Your instructions: Can you gather every line from the entries below that contains the word "Query" and copy each one unchanged?

Records provided:

* Begin *

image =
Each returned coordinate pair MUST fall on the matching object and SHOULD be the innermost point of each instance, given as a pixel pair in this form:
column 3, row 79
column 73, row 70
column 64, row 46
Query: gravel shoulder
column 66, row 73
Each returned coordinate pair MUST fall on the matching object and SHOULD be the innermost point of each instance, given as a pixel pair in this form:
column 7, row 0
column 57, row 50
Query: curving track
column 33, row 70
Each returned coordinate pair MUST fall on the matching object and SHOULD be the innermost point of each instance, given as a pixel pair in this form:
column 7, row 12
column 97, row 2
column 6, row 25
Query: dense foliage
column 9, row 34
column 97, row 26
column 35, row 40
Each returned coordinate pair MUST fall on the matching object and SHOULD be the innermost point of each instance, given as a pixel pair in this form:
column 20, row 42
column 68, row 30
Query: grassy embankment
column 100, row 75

* End *
* Begin *

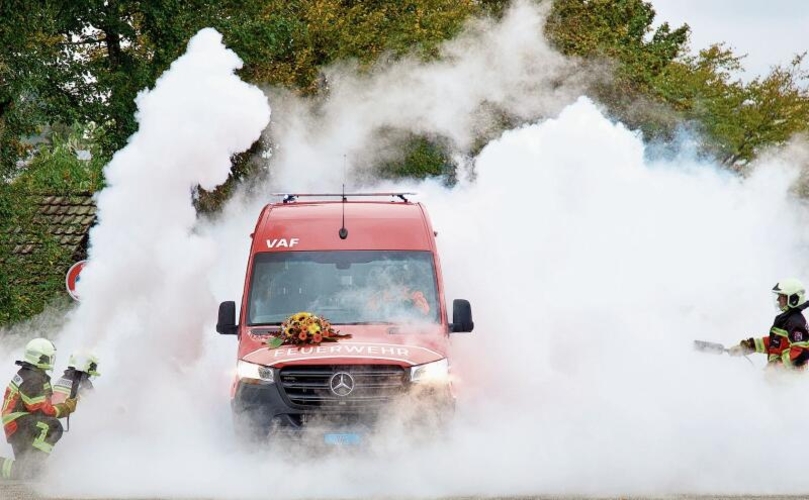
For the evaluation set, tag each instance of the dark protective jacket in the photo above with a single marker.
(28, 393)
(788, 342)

* End *

The response:
Query: gravel shoulder
Query: curving track
Query: dense foliage
Query: grassy embankment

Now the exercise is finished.